### REQUIRED ACTION
Starting with the line containing "Set a pin on every instance of the flower" and going on through the line containing "target | utility pole", return the lines of the data below exactly, and only those.

### SUPPLIED RECORDS
+-------+
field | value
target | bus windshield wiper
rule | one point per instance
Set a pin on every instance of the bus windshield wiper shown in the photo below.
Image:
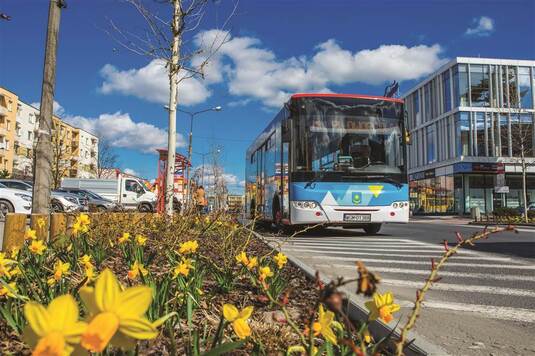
(397, 183)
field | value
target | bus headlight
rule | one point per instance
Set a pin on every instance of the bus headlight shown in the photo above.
(305, 204)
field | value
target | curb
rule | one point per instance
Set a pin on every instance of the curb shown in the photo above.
(357, 311)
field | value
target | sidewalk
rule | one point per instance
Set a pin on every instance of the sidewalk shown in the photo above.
(442, 219)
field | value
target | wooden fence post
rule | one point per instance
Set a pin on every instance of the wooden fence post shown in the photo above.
(58, 225)
(39, 223)
(14, 231)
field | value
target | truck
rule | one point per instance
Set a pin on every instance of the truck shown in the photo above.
(126, 191)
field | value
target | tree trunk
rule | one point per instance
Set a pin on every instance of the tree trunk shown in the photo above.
(43, 169)
(524, 188)
(173, 102)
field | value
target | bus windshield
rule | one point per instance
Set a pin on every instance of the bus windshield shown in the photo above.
(354, 137)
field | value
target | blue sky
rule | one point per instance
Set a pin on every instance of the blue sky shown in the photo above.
(274, 48)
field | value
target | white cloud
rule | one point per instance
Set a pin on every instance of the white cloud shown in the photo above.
(131, 172)
(253, 72)
(56, 108)
(121, 131)
(151, 83)
(483, 26)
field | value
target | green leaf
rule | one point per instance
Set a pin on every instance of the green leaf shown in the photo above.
(224, 348)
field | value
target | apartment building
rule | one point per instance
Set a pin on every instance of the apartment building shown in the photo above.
(470, 122)
(75, 151)
(8, 114)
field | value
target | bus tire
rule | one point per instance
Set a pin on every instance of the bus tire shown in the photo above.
(372, 229)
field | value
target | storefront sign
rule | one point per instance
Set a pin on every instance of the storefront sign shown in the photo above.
(462, 167)
(486, 167)
(503, 190)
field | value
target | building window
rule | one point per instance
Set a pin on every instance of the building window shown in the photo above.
(427, 98)
(460, 85)
(479, 85)
(513, 87)
(447, 93)
(524, 88)
(462, 134)
(504, 135)
(480, 133)
(431, 147)
(522, 135)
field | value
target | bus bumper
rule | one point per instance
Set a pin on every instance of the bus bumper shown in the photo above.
(349, 215)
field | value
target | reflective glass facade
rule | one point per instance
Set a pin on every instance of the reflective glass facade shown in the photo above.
(474, 112)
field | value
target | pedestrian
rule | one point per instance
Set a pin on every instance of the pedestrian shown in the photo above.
(200, 199)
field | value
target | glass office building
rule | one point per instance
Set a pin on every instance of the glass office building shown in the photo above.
(470, 122)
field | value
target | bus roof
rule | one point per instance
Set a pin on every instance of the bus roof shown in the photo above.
(354, 96)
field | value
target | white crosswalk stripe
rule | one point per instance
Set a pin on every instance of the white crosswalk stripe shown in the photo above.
(404, 264)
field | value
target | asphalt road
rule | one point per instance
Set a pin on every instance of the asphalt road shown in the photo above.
(483, 305)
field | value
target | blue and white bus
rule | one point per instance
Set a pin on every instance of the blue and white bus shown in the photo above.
(333, 159)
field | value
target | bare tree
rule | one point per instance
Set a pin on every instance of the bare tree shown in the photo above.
(164, 39)
(106, 158)
(522, 146)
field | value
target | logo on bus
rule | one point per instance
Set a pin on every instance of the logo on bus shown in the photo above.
(357, 198)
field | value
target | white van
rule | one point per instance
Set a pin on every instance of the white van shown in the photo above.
(129, 192)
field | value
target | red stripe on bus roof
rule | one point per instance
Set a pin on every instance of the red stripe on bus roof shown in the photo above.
(355, 96)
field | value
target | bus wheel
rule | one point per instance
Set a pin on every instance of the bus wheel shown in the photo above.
(372, 229)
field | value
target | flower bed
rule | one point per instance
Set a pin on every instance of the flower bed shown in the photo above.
(198, 286)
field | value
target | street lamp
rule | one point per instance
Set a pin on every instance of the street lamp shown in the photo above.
(192, 116)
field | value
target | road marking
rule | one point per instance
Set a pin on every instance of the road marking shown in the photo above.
(341, 250)
(425, 263)
(426, 272)
(502, 313)
(471, 258)
(462, 288)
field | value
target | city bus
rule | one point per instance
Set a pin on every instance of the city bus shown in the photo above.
(330, 159)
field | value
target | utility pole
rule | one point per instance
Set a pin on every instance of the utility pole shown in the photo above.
(176, 28)
(43, 170)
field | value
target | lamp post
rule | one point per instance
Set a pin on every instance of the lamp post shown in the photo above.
(192, 116)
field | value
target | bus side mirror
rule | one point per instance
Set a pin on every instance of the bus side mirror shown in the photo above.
(407, 137)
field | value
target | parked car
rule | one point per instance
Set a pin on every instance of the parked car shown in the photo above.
(59, 201)
(95, 201)
(127, 191)
(14, 201)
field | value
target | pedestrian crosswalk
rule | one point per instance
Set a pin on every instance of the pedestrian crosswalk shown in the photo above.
(492, 286)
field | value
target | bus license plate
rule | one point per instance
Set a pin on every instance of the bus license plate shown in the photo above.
(357, 217)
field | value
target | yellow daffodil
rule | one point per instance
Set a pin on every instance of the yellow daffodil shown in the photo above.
(280, 259)
(324, 325)
(85, 260)
(117, 316)
(136, 269)
(30, 234)
(250, 263)
(188, 247)
(183, 268)
(141, 240)
(55, 330)
(81, 224)
(8, 290)
(37, 247)
(382, 306)
(264, 272)
(124, 238)
(5, 264)
(41, 222)
(238, 319)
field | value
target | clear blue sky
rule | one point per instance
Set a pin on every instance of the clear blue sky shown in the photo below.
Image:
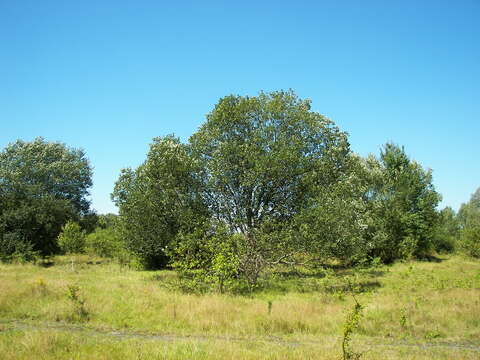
(108, 76)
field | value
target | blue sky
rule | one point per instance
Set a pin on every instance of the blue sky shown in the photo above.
(108, 76)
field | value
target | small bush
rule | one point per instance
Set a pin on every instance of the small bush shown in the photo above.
(103, 243)
(14, 248)
(72, 239)
(470, 240)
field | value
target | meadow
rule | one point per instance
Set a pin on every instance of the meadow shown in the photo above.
(78, 307)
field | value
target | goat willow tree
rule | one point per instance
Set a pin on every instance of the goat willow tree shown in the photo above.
(249, 170)
(42, 186)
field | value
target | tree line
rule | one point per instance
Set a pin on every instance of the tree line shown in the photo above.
(265, 181)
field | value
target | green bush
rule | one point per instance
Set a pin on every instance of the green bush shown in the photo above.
(14, 248)
(470, 240)
(72, 239)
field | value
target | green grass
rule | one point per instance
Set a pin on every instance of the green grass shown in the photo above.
(413, 310)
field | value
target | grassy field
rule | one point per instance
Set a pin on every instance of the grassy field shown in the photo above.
(85, 310)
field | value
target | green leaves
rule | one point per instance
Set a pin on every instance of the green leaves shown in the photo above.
(43, 185)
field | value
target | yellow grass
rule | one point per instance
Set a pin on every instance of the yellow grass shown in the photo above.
(431, 304)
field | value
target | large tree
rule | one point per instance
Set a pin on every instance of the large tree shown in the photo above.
(42, 185)
(158, 199)
(249, 170)
(262, 158)
(402, 203)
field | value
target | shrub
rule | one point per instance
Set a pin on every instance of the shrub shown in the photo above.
(72, 239)
(470, 240)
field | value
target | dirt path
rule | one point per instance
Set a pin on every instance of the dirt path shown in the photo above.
(12, 325)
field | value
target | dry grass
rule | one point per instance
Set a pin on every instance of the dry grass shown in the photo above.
(409, 303)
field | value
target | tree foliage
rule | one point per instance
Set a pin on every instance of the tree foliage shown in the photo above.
(402, 205)
(158, 199)
(42, 186)
(469, 220)
(72, 238)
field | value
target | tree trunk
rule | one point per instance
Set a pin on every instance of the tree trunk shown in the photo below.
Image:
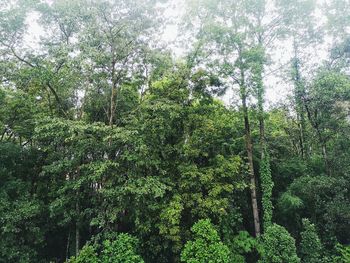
(299, 93)
(77, 233)
(67, 247)
(249, 148)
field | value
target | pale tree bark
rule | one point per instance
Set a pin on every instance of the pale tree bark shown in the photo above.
(249, 149)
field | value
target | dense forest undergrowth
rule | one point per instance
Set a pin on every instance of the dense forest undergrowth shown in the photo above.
(113, 149)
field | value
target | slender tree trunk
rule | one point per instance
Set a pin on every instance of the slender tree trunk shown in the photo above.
(299, 93)
(249, 148)
(67, 247)
(264, 168)
(77, 232)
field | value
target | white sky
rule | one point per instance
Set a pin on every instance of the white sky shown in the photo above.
(277, 88)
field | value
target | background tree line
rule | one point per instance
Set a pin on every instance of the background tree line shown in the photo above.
(113, 149)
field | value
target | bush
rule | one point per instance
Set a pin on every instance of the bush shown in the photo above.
(278, 246)
(206, 245)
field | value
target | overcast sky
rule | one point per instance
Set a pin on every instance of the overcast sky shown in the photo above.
(277, 87)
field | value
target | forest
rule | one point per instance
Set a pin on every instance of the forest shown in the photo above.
(156, 131)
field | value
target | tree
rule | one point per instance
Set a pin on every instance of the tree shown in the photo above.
(206, 245)
(278, 246)
(121, 249)
(310, 245)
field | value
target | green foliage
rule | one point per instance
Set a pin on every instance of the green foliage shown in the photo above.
+-------+
### SOLUTION TO THIS PROBLEM
Set a pin on every instance of the flower bed shown in the photo above.
(198, 286)
field | value
target | street lamp
rule | one point per instance
Set a pin on every instance of the street lamp shown in the photo above.
(192, 116)
field | value
target | road marking
rule | one point per instance
Set a pin on every instance of the road marking shown in the photo above.
(341, 250)
(425, 263)
(426, 272)
(502, 313)
(471, 258)
(462, 288)
field | value
target | city bus
rule | one point per instance
Set a pin on every instance of the city bus shown in the photo above.
(330, 159)
field | value
target | utility pole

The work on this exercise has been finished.